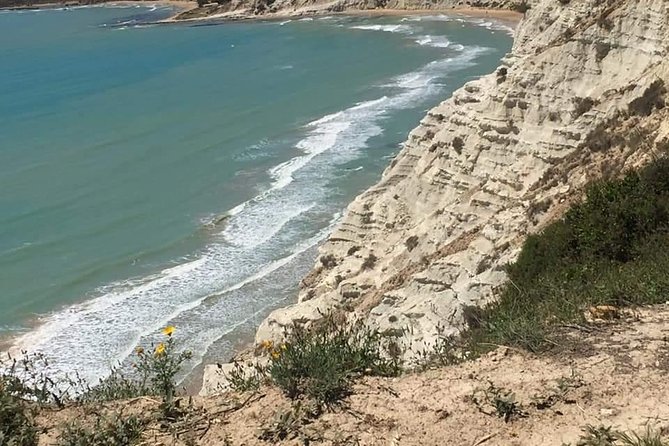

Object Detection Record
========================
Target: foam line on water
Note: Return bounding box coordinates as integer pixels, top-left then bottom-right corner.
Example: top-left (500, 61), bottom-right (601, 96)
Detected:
top-left (8, 44), bottom-right (492, 385)
top-left (415, 35), bottom-right (452, 48)
top-left (350, 24), bottom-right (414, 34)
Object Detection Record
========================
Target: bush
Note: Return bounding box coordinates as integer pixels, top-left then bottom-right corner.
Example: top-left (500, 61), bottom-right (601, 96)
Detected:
top-left (265, 315), bottom-right (401, 408)
top-left (470, 382), bottom-right (525, 423)
top-left (0, 378), bottom-right (37, 446)
top-left (573, 425), bottom-right (669, 446)
top-left (57, 414), bottom-right (144, 446)
top-left (81, 326), bottom-right (191, 418)
top-left (468, 156), bottom-right (669, 352)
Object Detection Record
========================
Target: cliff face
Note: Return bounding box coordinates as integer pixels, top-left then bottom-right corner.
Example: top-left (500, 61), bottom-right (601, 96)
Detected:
top-left (174, 0), bottom-right (522, 21)
top-left (254, 0), bottom-right (669, 357)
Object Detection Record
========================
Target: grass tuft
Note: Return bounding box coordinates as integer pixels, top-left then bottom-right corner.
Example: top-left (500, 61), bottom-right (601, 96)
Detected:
top-left (467, 156), bottom-right (669, 352)
top-left (266, 314), bottom-right (402, 408)
top-left (57, 414), bottom-right (145, 446)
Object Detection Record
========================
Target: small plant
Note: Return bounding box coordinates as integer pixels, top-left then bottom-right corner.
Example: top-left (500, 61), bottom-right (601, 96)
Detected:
top-left (83, 326), bottom-right (191, 417)
top-left (139, 326), bottom-right (192, 416)
top-left (414, 333), bottom-right (466, 370)
top-left (533, 370), bottom-right (585, 410)
top-left (616, 427), bottom-right (669, 446)
top-left (57, 414), bottom-right (145, 446)
top-left (0, 377), bottom-right (38, 446)
top-left (577, 425), bottom-right (618, 446)
top-left (257, 402), bottom-right (318, 442)
top-left (573, 425), bottom-right (668, 446)
top-left (226, 361), bottom-right (265, 393)
top-left (266, 314), bottom-right (401, 408)
top-left (471, 382), bottom-right (525, 422)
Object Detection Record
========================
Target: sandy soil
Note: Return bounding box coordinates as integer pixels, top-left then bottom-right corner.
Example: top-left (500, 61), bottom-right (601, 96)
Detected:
top-left (111, 0), bottom-right (195, 11)
top-left (343, 7), bottom-right (523, 25)
top-left (34, 304), bottom-right (669, 445)
top-left (165, 2), bottom-right (523, 26)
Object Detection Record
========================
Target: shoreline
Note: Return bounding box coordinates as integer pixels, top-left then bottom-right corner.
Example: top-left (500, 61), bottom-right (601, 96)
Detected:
top-left (163, 5), bottom-right (523, 26)
top-left (0, 0), bottom-right (194, 12)
top-left (0, 0), bottom-right (520, 397)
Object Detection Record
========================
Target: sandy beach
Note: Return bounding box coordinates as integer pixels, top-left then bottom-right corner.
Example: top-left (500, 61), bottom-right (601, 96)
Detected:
top-left (165, 5), bottom-right (523, 28)
top-left (0, 0), bottom-right (195, 12)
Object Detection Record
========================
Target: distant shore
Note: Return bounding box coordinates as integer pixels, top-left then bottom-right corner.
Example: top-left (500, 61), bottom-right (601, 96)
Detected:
top-left (0, 0), bottom-right (522, 29)
top-left (164, 5), bottom-right (523, 26)
top-left (0, 0), bottom-right (194, 12)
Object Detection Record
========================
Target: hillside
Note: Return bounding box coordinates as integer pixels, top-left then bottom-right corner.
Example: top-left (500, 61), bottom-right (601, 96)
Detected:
top-left (3, 0), bottom-right (669, 445)
top-left (245, 0), bottom-right (669, 366)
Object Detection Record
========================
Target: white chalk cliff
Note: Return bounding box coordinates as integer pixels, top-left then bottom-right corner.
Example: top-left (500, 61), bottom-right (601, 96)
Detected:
top-left (202, 0), bottom-right (669, 394)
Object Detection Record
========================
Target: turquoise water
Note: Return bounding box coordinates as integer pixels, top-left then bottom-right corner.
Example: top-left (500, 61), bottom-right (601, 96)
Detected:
top-left (0, 5), bottom-right (512, 383)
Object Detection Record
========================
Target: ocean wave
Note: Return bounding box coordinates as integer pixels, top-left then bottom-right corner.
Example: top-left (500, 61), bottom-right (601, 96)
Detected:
top-left (350, 24), bottom-right (414, 34)
top-left (402, 14), bottom-right (514, 35)
top-left (415, 35), bottom-right (451, 48)
top-left (7, 43), bottom-right (491, 386)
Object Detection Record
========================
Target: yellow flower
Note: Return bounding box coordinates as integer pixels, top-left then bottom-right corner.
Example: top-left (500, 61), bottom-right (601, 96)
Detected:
top-left (280, 343), bottom-right (287, 351)
top-left (162, 326), bottom-right (176, 337)
top-left (154, 343), bottom-right (166, 357)
top-left (260, 339), bottom-right (273, 351)
top-left (271, 350), bottom-right (281, 360)
top-left (135, 346), bottom-right (145, 356)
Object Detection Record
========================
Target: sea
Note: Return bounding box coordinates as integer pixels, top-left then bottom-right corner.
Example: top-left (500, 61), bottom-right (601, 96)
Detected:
top-left (0, 4), bottom-right (513, 386)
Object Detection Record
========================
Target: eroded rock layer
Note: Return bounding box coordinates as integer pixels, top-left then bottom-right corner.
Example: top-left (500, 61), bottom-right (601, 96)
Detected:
top-left (254, 0), bottom-right (669, 356)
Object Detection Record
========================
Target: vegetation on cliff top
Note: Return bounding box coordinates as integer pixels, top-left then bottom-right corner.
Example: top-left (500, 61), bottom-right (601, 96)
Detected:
top-left (465, 155), bottom-right (669, 352)
top-left (4, 156), bottom-right (669, 445)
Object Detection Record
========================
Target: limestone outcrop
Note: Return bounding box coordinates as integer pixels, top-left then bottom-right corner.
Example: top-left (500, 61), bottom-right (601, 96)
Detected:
top-left (174, 0), bottom-right (524, 21)
top-left (199, 0), bottom-right (669, 394)
top-left (254, 0), bottom-right (669, 355)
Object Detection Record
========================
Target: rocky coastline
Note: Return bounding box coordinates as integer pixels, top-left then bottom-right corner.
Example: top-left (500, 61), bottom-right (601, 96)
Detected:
top-left (202, 0), bottom-right (669, 394)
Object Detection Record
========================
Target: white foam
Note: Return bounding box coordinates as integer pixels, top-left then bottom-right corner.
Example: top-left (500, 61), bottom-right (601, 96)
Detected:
top-left (415, 35), bottom-right (451, 48)
top-left (8, 42), bottom-right (493, 387)
top-left (350, 24), bottom-right (413, 34)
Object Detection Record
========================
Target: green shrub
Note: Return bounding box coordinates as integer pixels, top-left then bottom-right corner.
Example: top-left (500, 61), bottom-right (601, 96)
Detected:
top-left (469, 156), bottom-right (669, 352)
top-left (57, 414), bottom-right (144, 446)
top-left (470, 382), bottom-right (525, 423)
top-left (0, 378), bottom-right (38, 446)
top-left (264, 315), bottom-right (401, 408)
top-left (82, 326), bottom-right (191, 417)
top-left (573, 425), bottom-right (668, 446)
top-left (226, 361), bottom-right (265, 393)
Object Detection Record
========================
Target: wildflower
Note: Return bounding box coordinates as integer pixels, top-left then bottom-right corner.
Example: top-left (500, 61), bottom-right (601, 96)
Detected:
top-left (271, 350), bottom-right (281, 360)
top-left (260, 339), bottom-right (273, 351)
top-left (155, 343), bottom-right (166, 357)
top-left (280, 343), bottom-right (287, 351)
top-left (135, 346), bottom-right (145, 355)
top-left (162, 326), bottom-right (176, 337)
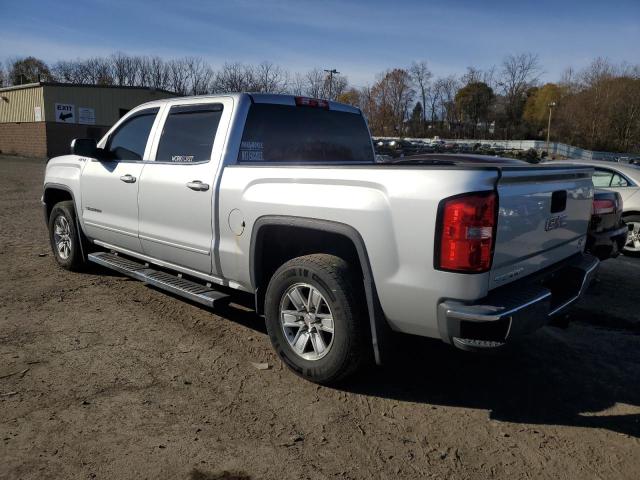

★ ★ ★ ★ ★

* Work item: Would you copy out all the data exactly, without the images?

* Answer space:
Object Detection Record
========================
Target: foam line on water
Note: Return bounding box coordinates as integer pixels, top-left then bottom-right corner.
Example: top-left (500, 61), bottom-right (601, 96)
Detected:
top-left (8, 44), bottom-right (492, 385)
top-left (415, 35), bottom-right (452, 48)
top-left (350, 24), bottom-right (414, 34)
Object Detection Record
========================
Target: bush
Note: Return bounding box coordinates as integer pixels, top-left then bottom-right corner.
Example: top-left (500, 61), bottom-right (601, 96)
Detected:
top-left (265, 315), bottom-right (401, 408)
top-left (470, 382), bottom-right (525, 423)
top-left (0, 378), bottom-right (37, 446)
top-left (573, 425), bottom-right (669, 446)
top-left (57, 414), bottom-right (144, 446)
top-left (81, 326), bottom-right (191, 418)
top-left (468, 156), bottom-right (669, 352)
Object Detection Record
========================
Target: cliff face
Note: Return bounding box coordinates as integer pixels, top-left then bottom-right corner.
Example: top-left (500, 61), bottom-right (601, 96)
Detected:
top-left (174, 0), bottom-right (522, 21)
top-left (254, 0), bottom-right (669, 357)
Object Detection Record
========================
Target: grass tuft
Note: Return bounding box coordinates as integer pixels, top-left then bottom-right corner.
Example: top-left (500, 61), bottom-right (601, 96)
Detected:
top-left (467, 156), bottom-right (669, 352)
top-left (266, 314), bottom-right (402, 408)
top-left (57, 414), bottom-right (145, 446)
Object Detection Record
========================
Target: small plant
Note: Return bounding box coordinates as integer pixels, top-left then bottom-right corner.
Example: top-left (500, 61), bottom-right (601, 96)
Detected:
top-left (83, 326), bottom-right (191, 417)
top-left (139, 326), bottom-right (192, 416)
top-left (414, 333), bottom-right (466, 370)
top-left (533, 370), bottom-right (585, 410)
top-left (616, 427), bottom-right (669, 446)
top-left (57, 414), bottom-right (145, 446)
top-left (0, 377), bottom-right (38, 446)
top-left (577, 425), bottom-right (618, 446)
top-left (257, 402), bottom-right (318, 442)
top-left (573, 425), bottom-right (668, 446)
top-left (226, 361), bottom-right (265, 393)
top-left (266, 314), bottom-right (401, 408)
top-left (471, 382), bottom-right (525, 422)
Object Detection Record
========================
Target: sandy soil
Note: Return bounding box coordinates as integer pixels, top-left then bottom-right corner.
Example: top-left (500, 61), bottom-right (601, 96)
Detected:
top-left (111, 0), bottom-right (195, 11)
top-left (343, 7), bottom-right (523, 25)
top-left (34, 304), bottom-right (669, 445)
top-left (165, 2), bottom-right (523, 26)
Object Detection Record
========================
Target: shoreline
Note: Return bounding box coordinates as integer pixels, top-left then bottom-right corner.
Example: top-left (500, 61), bottom-right (601, 96)
Detected:
top-left (163, 5), bottom-right (523, 26)
top-left (0, 0), bottom-right (194, 12)
top-left (0, 0), bottom-right (520, 397)
Object Detection Record
========================
Target: sandy beach
Note: Return bounding box coordinates as integer pixels, top-left then bottom-right corner.
Example: top-left (500, 61), bottom-right (601, 96)
Detected:
top-left (165, 5), bottom-right (523, 28)
top-left (0, 0), bottom-right (195, 12)
Object Detection Record
========================
Target: distant shore
Note: Return bounding box coordinates as integer pixels, top-left then bottom-right corner.
Example: top-left (500, 61), bottom-right (601, 96)
Detected:
top-left (0, 0), bottom-right (522, 29)
top-left (164, 5), bottom-right (523, 26)
top-left (0, 0), bottom-right (194, 12)
Object Detection Record
========================
Target: hillside
Note: Return bounding box coordinates as integer pixels, top-left then bottom-right corner.
Example: top-left (500, 61), bottom-right (601, 96)
Detected:
top-left (3, 0), bottom-right (669, 445)
top-left (245, 0), bottom-right (669, 366)
Object Detection Record
========================
Target: white chalk cliff
Note: Return bounding box coordinates as integer pixels, top-left then bottom-right corner.
Example: top-left (500, 61), bottom-right (601, 96)
Detected:
top-left (202, 0), bottom-right (669, 394)
Object Detection Record
========================
Target: turquoise water
Note: Return bounding box coordinates as integer pixels, top-left then bottom-right corner.
Example: top-left (500, 61), bottom-right (601, 96)
Detected:
top-left (0, 5), bottom-right (512, 383)
Object Detection Record
========================
Target: ocean wave
Note: Return bounding box coordinates as integer pixels, top-left then bottom-right corner.
Example: top-left (500, 61), bottom-right (601, 96)
Detected:
top-left (350, 24), bottom-right (414, 34)
top-left (402, 14), bottom-right (514, 35)
top-left (415, 35), bottom-right (451, 48)
top-left (7, 43), bottom-right (491, 386)
Object Detection Record
========================
Target: yellow flower
Note: Return bounding box coordinates as integer pixels, top-left then bottom-right corner.
Example: top-left (500, 61), bottom-right (601, 96)
Detected:
top-left (280, 343), bottom-right (287, 351)
top-left (162, 326), bottom-right (176, 337)
top-left (154, 343), bottom-right (166, 357)
top-left (260, 339), bottom-right (273, 351)
top-left (271, 350), bottom-right (281, 360)
top-left (135, 346), bottom-right (145, 356)
Object Detection Record
========================
Target: sea
Note: Return bounding box coordinates as integer pixels, top-left then bottom-right corner.
Example: top-left (500, 61), bottom-right (601, 96)
Detected:
top-left (0, 4), bottom-right (513, 386)
Object Detection Record
========================
Target: eroded rock layer
Note: Return bounding box coordinates as integer pixels, top-left then bottom-right corner.
Example: top-left (500, 61), bottom-right (601, 96)
Detected:
top-left (254, 0), bottom-right (669, 356)
Object Detection Record
========================
Target: vegetation on cliff top
Note: Return bounding box coordinates as integer pixels, top-left then bottom-right corner.
Example: top-left (500, 61), bottom-right (601, 96)
Detected:
top-left (465, 155), bottom-right (669, 352)
top-left (4, 156), bottom-right (669, 445)
Object Detection Record
========================
Target: limestone outcrop
Note: Return bounding box coordinates as integer pixels, top-left then bottom-right corner.
Example: top-left (500, 61), bottom-right (601, 96)
Detected:
top-left (174, 0), bottom-right (524, 21)
top-left (199, 0), bottom-right (669, 394)
top-left (254, 0), bottom-right (669, 355)
Object Detection Record
========================
Target: rocky coastline
Note: Return bounding box coordinates as integer pixels, top-left then bottom-right corner.
Example: top-left (500, 61), bottom-right (601, 96)
Detected:
top-left (202, 0), bottom-right (669, 394)
Object Detection Record
========================
Target: white foam
Note: Return bounding box coordinates as integer pixels, top-left then bottom-right corner.
Example: top-left (500, 61), bottom-right (601, 96)
Detected:
top-left (415, 35), bottom-right (451, 48)
top-left (8, 42), bottom-right (493, 387)
top-left (350, 24), bottom-right (413, 34)
Object Detection Record
========================
Target: green shrub
Note: Return bounding box coordinates as integer pixels, top-left then bottom-right corner.
Example: top-left (500, 61), bottom-right (601, 96)
Detected:
top-left (469, 156), bottom-right (669, 352)
top-left (57, 414), bottom-right (144, 446)
top-left (470, 382), bottom-right (525, 423)
top-left (0, 378), bottom-right (38, 446)
top-left (264, 315), bottom-right (401, 408)
top-left (82, 326), bottom-right (191, 417)
top-left (573, 425), bottom-right (668, 446)
top-left (226, 361), bottom-right (265, 393)
Object Detection Record
========================
Target: wildflower
Note: Return bounding box coordinates as integer pixels, top-left then bottom-right corner.
Example: top-left (500, 61), bottom-right (601, 96)
Detected:
top-left (271, 350), bottom-right (281, 360)
top-left (260, 339), bottom-right (273, 351)
top-left (155, 343), bottom-right (166, 357)
top-left (280, 343), bottom-right (287, 351)
top-left (135, 346), bottom-right (145, 355)
top-left (162, 326), bottom-right (176, 337)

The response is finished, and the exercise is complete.